Work instruction: Starting at the first line, copy the data below through to the end, exactly.

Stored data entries
##############################

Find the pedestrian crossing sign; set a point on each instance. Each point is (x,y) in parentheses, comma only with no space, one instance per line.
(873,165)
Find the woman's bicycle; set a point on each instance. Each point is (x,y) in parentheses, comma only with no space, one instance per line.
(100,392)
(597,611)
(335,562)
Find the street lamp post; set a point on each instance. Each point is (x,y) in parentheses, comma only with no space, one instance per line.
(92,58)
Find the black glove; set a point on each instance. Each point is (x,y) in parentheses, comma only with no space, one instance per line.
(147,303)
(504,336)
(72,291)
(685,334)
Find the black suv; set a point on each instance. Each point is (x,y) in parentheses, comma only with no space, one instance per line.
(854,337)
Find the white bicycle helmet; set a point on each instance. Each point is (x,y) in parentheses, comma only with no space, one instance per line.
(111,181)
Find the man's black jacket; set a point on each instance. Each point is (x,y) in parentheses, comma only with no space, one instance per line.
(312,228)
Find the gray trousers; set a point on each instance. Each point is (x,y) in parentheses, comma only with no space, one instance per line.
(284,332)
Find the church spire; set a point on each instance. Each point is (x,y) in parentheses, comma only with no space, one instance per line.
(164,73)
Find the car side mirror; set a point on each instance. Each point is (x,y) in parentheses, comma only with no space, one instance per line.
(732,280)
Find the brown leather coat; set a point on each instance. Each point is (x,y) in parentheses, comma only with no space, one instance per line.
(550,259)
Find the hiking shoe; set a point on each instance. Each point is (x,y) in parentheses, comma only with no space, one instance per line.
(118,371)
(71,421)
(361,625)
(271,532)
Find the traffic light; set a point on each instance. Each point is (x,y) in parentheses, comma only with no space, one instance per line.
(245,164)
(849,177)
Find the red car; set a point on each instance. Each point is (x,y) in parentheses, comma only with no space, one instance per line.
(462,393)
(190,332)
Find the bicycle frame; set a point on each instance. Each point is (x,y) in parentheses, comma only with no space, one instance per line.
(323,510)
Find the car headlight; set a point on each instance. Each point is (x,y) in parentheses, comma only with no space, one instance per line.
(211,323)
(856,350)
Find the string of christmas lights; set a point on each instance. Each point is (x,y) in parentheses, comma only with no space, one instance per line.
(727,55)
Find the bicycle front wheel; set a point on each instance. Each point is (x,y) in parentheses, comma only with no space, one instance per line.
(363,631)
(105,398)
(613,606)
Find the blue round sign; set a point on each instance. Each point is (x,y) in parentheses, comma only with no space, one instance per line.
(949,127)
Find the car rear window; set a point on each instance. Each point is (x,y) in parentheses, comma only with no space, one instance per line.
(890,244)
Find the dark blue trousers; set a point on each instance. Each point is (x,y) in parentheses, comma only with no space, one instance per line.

##############################

Exercise result:
Find the pedestrian crossing sign; set a point on each instance. Each point is (x,y) in parentheses, comma only with no space, one instance per line.
(873,165)
Find the woman's bicycle; set a point on each instance. Each point is (x,y) in parentheses, comma only with no space, one instance per line.
(100,392)
(597,611)
(335,562)
Find the street lamp post; set a point on each instance. Each point is (x,y) in parentheses, comma only with no space, one instance per line.
(92,58)
Find the black glove; set a point on each instance. Each point is (x,y) in parentheses, comma only with no space, one instance per line.
(147,303)
(504,336)
(72,291)
(685,334)
Find the black suv; set a point on each instance. Each point is (x,y) in parentheses, comma only with no space, one instance per line.
(854,337)
Find the white bicycle helmet; set a point on each instance. Each point is (x,y) in parentheses, comma only with no space, one instance per line.
(111,181)
Find the man's black jacket; set a point on each instance. Each point is (x,y) in parentheses, comma only with no space, one instance per line.
(312,228)
Find the gray trousers; set a point on each instance. Each point is (x,y) in parentheses, comma only with no space, one instance per line.
(284,332)
Find the church spire; set a point on each instance. Each point is (x,y) in parentheses, comma only with no space, one instance per line.
(164,73)
Find the car side mirror; set a point on each instance. Each point is (x,y) in parentheses, comma only with no space, one instance per line.
(732,280)
Find the brown leather coat; set a point on each instance. Each point is (x,y) in parentheses, comma only with no space, one instance per line.
(550,259)
Find the hiking shoe; set a point on each instance. Each point is (x,y) in parentheses, comma only with no space, one instance per line.
(118,371)
(71,421)
(361,625)
(271,532)
Find the traffic light; set a point on each instance. Each point is (x,y) in parentheses, comma only with no space, one instance per line.
(245,164)
(849,177)
Find the red car; set a point on each instance. Each point is (x,y) in parentheses, comma only with no space, one instance per line.
(462,393)
(190,332)
Find the bicycle frame; set a point on each instance. Each point is (x,y) in parentheses, comma only with no space, one instance per line.
(323,510)
Find the car headlight; set a point on each instance. Each point is (x,y) in parentheses, comma only with no space, one instance per line.
(211,323)
(856,350)
Find the string of christmas lights; set a point on each instance. Each point is (x,y) in parentheses, comma only with no space, one instance per line.
(727,55)
Find the bicycle front wheel; set a point on each instance. Each point is (x,y) in parentheses, comma only with no space, one instance per line.
(363,631)
(105,398)
(613,606)
Find the blue round sign; set a point on each instance. Each point is (x,y) in parentheses, comma only with no space, one instance per line.
(949,127)
Find the car rear window; set a point on each instance. Each point is (x,y) in parentheses, comma only with no space, one instance per line.
(890,244)
Find the dark blue trousers; set a point on each instance. Each point is (x,y) in parentheses, comma only with no space, one instance per line.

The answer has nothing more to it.